**WHAT NEEDS TO BE DONE**
Count the rows below that contain the string "wristband". Reply with the number alone.

**Records from a data source**

■ ■ ■ ■ ■

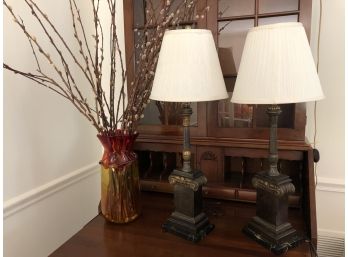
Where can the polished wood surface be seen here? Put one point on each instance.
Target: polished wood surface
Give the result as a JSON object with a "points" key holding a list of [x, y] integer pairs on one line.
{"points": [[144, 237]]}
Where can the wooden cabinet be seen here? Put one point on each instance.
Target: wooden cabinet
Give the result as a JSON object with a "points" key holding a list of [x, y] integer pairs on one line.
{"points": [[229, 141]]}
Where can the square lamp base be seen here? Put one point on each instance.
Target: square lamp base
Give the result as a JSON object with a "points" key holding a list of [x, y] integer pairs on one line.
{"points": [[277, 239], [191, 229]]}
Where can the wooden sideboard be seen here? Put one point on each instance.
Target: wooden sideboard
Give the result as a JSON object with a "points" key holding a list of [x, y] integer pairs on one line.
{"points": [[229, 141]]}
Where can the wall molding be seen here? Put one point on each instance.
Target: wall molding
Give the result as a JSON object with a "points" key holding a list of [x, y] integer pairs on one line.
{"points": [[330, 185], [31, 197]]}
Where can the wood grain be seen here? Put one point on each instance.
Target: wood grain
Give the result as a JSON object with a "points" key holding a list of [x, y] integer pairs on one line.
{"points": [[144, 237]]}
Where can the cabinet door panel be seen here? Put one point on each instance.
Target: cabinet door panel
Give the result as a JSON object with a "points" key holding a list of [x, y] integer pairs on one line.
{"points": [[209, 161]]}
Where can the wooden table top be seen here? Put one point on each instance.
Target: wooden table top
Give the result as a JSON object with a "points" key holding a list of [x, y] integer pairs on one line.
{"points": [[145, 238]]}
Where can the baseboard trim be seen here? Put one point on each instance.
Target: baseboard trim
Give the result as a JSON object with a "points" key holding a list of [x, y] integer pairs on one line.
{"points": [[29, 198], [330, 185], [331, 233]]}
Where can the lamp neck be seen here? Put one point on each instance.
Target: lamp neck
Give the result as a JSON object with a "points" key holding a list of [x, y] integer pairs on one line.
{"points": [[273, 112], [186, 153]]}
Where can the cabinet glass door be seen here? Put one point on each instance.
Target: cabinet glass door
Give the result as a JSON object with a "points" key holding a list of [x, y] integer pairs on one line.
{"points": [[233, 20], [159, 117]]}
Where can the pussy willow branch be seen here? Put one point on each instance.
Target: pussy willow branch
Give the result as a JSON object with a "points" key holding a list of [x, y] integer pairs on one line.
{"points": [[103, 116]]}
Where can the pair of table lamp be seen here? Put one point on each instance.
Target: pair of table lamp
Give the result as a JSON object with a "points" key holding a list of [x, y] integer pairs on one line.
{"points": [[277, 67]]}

■ ■ ■ ■ ■

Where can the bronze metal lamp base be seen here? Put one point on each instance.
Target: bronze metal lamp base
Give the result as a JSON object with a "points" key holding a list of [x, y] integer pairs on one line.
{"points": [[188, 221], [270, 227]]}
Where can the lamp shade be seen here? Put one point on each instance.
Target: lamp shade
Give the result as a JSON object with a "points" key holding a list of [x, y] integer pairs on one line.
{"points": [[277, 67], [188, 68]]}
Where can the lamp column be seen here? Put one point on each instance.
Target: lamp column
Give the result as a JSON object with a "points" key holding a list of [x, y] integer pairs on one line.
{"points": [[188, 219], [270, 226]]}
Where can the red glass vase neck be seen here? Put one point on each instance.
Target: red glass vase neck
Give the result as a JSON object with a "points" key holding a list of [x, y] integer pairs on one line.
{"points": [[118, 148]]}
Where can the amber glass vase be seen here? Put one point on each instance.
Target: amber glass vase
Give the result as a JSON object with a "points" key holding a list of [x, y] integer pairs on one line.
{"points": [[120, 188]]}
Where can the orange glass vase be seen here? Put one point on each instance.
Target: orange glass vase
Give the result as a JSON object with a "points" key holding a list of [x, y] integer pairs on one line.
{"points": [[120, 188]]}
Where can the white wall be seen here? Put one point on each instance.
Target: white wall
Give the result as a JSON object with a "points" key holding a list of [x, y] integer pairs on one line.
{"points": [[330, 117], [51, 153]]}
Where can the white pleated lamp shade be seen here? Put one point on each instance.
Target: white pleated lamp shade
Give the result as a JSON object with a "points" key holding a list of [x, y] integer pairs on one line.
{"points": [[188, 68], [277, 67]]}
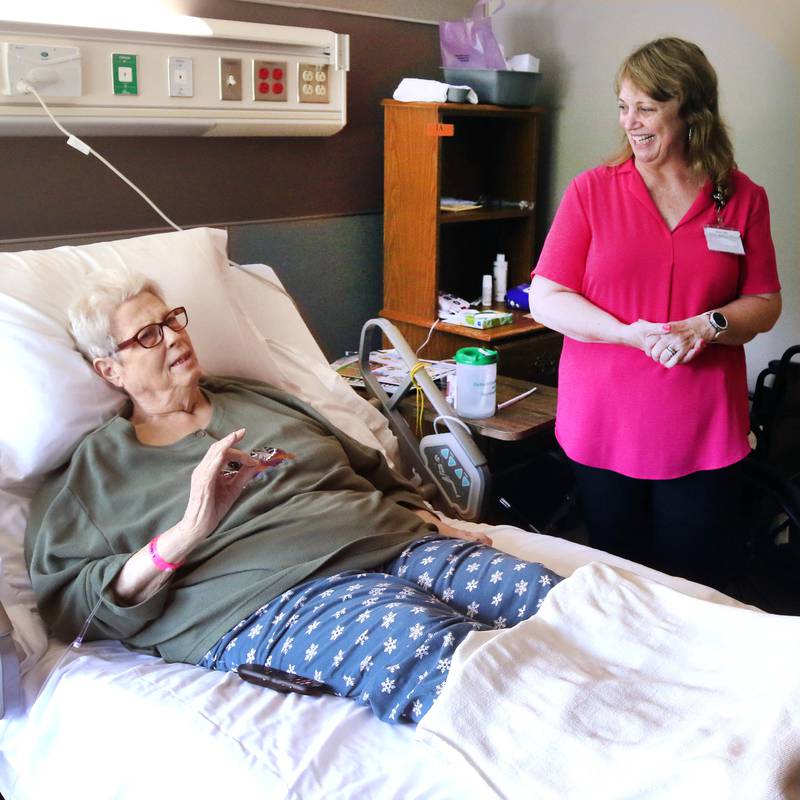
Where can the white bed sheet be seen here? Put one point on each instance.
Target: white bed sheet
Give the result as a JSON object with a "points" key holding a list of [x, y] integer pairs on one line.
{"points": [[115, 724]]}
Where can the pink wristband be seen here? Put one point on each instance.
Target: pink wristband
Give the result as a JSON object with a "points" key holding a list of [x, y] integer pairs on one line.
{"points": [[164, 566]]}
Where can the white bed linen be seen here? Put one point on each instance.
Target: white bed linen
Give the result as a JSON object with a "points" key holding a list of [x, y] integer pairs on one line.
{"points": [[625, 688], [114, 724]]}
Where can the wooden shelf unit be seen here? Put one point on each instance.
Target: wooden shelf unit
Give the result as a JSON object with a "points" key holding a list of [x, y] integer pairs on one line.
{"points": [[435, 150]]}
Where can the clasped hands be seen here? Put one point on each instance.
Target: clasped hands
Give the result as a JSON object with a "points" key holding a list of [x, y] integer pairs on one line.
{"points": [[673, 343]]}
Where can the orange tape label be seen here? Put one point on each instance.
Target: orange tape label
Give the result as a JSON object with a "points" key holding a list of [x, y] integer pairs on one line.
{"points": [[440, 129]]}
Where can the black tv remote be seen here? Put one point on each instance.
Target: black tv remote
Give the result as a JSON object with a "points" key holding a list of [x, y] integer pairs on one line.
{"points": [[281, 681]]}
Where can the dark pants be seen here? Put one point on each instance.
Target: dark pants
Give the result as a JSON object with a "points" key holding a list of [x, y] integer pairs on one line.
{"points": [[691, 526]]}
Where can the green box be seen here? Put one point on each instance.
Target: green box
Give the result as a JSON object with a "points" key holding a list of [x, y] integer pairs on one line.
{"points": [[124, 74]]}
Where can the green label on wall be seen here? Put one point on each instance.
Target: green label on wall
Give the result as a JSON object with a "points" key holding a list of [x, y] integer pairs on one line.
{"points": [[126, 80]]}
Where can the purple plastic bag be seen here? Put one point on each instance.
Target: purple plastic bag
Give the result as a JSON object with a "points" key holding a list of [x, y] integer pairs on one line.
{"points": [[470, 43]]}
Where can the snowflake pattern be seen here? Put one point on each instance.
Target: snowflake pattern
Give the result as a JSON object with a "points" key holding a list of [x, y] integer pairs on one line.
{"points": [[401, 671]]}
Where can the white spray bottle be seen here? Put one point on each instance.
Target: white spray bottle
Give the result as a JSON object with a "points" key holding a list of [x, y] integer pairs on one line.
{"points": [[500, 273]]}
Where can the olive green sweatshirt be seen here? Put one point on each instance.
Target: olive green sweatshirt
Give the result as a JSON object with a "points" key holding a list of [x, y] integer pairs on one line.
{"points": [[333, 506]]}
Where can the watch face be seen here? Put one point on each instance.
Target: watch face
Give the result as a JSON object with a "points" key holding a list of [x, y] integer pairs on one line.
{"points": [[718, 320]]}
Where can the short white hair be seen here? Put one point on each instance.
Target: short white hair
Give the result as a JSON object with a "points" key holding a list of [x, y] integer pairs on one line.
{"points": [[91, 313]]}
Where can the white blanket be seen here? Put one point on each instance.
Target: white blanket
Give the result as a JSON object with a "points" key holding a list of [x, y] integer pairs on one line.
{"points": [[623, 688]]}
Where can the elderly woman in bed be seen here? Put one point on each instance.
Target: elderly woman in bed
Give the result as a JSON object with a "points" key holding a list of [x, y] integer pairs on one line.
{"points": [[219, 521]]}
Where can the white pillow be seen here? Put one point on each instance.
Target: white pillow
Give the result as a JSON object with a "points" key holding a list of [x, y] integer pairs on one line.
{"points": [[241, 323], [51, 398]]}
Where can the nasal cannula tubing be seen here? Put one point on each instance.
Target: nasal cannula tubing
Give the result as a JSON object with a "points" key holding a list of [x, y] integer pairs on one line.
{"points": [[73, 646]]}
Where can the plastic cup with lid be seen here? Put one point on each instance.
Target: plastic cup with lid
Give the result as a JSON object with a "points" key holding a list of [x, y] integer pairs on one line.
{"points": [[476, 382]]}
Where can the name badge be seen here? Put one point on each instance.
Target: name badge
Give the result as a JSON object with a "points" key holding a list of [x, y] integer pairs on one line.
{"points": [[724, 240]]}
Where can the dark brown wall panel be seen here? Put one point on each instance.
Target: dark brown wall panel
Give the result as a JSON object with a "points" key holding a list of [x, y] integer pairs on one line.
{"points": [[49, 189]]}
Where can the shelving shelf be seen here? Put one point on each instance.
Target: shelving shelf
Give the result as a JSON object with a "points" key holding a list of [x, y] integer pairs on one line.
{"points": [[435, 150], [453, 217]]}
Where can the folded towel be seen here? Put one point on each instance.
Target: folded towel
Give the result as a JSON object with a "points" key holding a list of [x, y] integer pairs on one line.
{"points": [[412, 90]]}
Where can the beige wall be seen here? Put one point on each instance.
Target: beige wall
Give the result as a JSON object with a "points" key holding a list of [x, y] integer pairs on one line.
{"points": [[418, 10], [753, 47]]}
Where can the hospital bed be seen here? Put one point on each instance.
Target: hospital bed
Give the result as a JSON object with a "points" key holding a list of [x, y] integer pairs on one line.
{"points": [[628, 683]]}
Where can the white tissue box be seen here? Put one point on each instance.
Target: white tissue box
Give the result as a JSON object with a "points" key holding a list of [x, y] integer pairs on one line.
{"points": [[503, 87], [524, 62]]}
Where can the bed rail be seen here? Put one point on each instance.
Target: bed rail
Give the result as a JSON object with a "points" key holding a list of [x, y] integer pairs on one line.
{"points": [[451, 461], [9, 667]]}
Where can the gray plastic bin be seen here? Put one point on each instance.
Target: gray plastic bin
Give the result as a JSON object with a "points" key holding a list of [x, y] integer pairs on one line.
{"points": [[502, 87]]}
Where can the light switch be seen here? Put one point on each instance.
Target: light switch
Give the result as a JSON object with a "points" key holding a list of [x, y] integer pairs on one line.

■ ■ ■ ■ ■

**EXERCISE SOLUTION**
2